* **REQUIRED WORK**
Skip any picture you find and retype all the remaining lines exactly.

--- START DATA FOR THE TASK ---

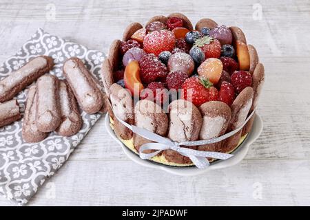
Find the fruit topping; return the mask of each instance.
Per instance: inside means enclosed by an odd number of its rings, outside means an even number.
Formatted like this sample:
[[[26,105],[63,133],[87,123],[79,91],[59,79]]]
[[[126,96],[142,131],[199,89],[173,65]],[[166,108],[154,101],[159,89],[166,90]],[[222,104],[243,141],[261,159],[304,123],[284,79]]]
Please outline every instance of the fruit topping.
[[[193,44],[197,39],[203,37],[203,35],[196,30],[192,30],[185,34],[185,41],[189,44]]]
[[[123,70],[118,70],[113,74],[113,78],[114,79],[114,82],[117,82],[119,80],[122,80],[124,78],[124,73]]]
[[[232,58],[222,56],[220,60],[223,63],[223,69],[227,72],[230,75],[239,68],[239,65]]]
[[[140,76],[143,83],[160,81],[168,74],[165,64],[153,54],[147,54],[140,60]]]
[[[146,35],[146,30],[145,28],[141,28],[138,30],[132,36],[132,39],[136,40],[141,43],[143,43],[144,37]]]
[[[222,71],[222,62],[215,58],[207,58],[197,69],[199,76],[208,78],[214,84],[216,84],[220,80]]]
[[[231,106],[235,99],[235,89],[227,82],[223,82],[218,92],[218,100]]]
[[[200,48],[197,47],[192,47],[189,50],[189,55],[197,64],[200,64],[205,60],[205,53]]]
[[[128,50],[134,48],[134,47],[139,47],[141,48],[141,45],[136,40],[130,39],[127,41],[121,41],[120,44],[120,50],[121,53],[124,55],[125,52],[128,51]]]
[[[180,89],[188,75],[180,70],[170,72],[166,78],[166,84],[168,89],[174,89],[178,91]]]
[[[154,32],[156,30],[164,30],[166,28],[167,28],[166,25],[161,21],[151,22],[145,27],[145,29],[148,32]]]
[[[235,49],[229,44],[225,44],[222,46],[222,56],[233,57],[235,54]]]
[[[205,36],[210,35],[210,28],[201,28],[200,32],[201,32],[201,34],[203,34]]]
[[[176,43],[174,34],[168,30],[156,30],[147,34],[144,38],[144,50],[147,54],[158,56],[163,51],[172,51]]]
[[[236,54],[240,70],[249,70],[250,67],[250,58],[247,45],[242,41],[236,41]]]
[[[168,100],[168,91],[160,82],[152,82],[140,95],[141,99],[147,99],[161,105]]]
[[[145,53],[143,50],[138,47],[134,47],[128,50],[123,57],[123,65],[125,67],[130,61],[140,61],[140,60],[147,53]]]
[[[195,63],[189,54],[176,53],[169,58],[167,67],[169,72],[180,70],[190,76],[193,73]]]
[[[175,16],[169,18],[168,20],[167,20],[167,27],[169,30],[172,30],[176,28],[183,28],[183,20]]]
[[[183,50],[183,52],[188,54],[189,52],[189,50],[191,50],[192,45],[186,43],[185,38],[178,38],[176,41],[175,47],[176,48],[180,48]]]
[[[220,43],[211,36],[205,36],[196,40],[194,46],[201,48],[206,58],[219,58],[220,56]]]
[[[218,39],[222,45],[231,44],[232,34],[225,25],[217,25],[210,30],[210,36]]]
[[[158,55],[158,58],[161,62],[165,64],[168,63],[169,58],[170,58],[172,54],[169,51],[163,51]]]
[[[182,89],[182,98],[192,102],[196,107],[218,100],[218,90],[208,79],[203,77],[192,76],[186,79]]]
[[[231,84],[238,93],[240,93],[245,87],[252,85],[252,76],[247,71],[236,71],[231,75]]]
[[[174,33],[174,36],[177,39],[184,38],[185,37],[186,34],[189,32],[189,30],[185,28],[176,28],[174,30],[172,30],[172,32]]]
[[[144,87],[140,79],[140,68],[138,61],[133,60],[126,66],[124,82],[125,87],[130,91],[132,95],[139,96]]]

--- END DATA FOR THE TASK ---

* **WORKED ANSWER**
Find the fruit topping; return the mask of each instance.
Per instance: inside means enclosed by an odd number of its rings, outside means an even number.
Formatted like this sample:
[[[26,105],[63,133],[87,123],[79,91],[59,79]]]
[[[126,96],[142,131],[199,89],[173,65]],[[166,108],[154,101],[159,89],[166,90]],[[222,104],[243,141],[261,159],[304,123],[284,79]]]
Please outline every instance of the fruit topping.
[[[193,44],[197,39],[203,37],[203,35],[196,30],[192,30],[185,34],[185,41],[189,44]]]
[[[123,70],[118,70],[113,74],[113,78],[114,79],[114,82],[117,82],[119,80],[122,80],[124,78],[124,73]]]
[[[232,58],[222,56],[220,60],[223,63],[223,69],[227,72],[230,75],[239,68],[239,65]]]
[[[140,76],[143,83],[160,81],[168,74],[165,64],[153,54],[147,54],[140,60]]]
[[[146,35],[146,30],[145,28],[141,28],[138,30],[132,36],[132,39],[136,40],[141,43],[143,43],[144,37]]]
[[[222,71],[222,62],[215,58],[207,58],[197,69],[199,76],[208,78],[214,84],[216,84],[220,80]]]
[[[231,106],[235,99],[235,89],[227,82],[223,82],[218,92],[218,100]]]
[[[200,48],[197,47],[192,47],[189,50],[189,55],[197,64],[200,64],[205,60],[205,53]]]
[[[128,50],[134,48],[134,47],[139,47],[141,48],[141,45],[136,40],[130,39],[127,41],[121,41],[120,44],[120,50],[121,53],[124,55],[125,52],[128,51]]]
[[[180,89],[188,75],[180,70],[170,72],[166,78],[166,84],[168,89],[174,89],[178,91]]]
[[[154,32],[156,30],[164,30],[166,28],[167,28],[166,25],[161,21],[151,22],[145,27],[145,29],[148,32]]]
[[[235,49],[229,44],[225,44],[222,46],[222,56],[233,57],[235,54]]]
[[[205,36],[210,35],[210,28],[201,28],[200,32],[201,32],[201,34],[203,34]]]
[[[176,43],[174,34],[168,30],[156,30],[147,34],[144,38],[144,50],[147,54],[158,56],[163,51],[172,51]]]
[[[236,54],[240,70],[249,70],[250,67],[250,58],[247,45],[242,41],[236,41]]]
[[[168,100],[168,91],[160,82],[152,82],[140,95],[141,99],[147,99],[161,105]]]
[[[145,53],[143,50],[138,47],[134,47],[128,50],[123,57],[123,65],[125,67],[130,61],[140,61],[140,60],[147,53]]]
[[[195,63],[189,54],[176,53],[169,58],[167,67],[169,72],[180,70],[190,76],[193,73]]]
[[[175,16],[169,18],[168,20],[167,20],[167,27],[169,30],[172,30],[176,28],[183,28],[183,20]]]
[[[183,50],[183,52],[188,54],[189,52],[189,50],[191,50],[192,45],[186,43],[185,38],[178,38],[176,41],[175,47],[176,48],[180,48]]]
[[[220,43],[211,36],[205,36],[196,40],[194,46],[201,48],[206,58],[219,58],[220,56]]]
[[[218,39],[222,45],[231,44],[232,34],[225,25],[217,25],[210,30],[210,36]]]
[[[158,55],[158,58],[161,62],[165,64],[168,63],[169,58],[170,58],[172,54],[169,51],[163,51]]]
[[[182,89],[182,98],[192,102],[196,107],[218,100],[218,90],[208,79],[203,77],[192,76],[186,79]]]
[[[231,84],[238,93],[240,93],[245,87],[252,85],[252,76],[247,71],[236,71],[231,75]]]
[[[174,33],[174,36],[177,39],[184,38],[185,37],[186,34],[189,32],[189,30],[185,28],[176,28],[174,30],[172,30],[172,32]]]
[[[144,87],[140,79],[140,68],[138,61],[133,60],[126,66],[124,82],[125,87],[130,91],[132,95],[139,96]]]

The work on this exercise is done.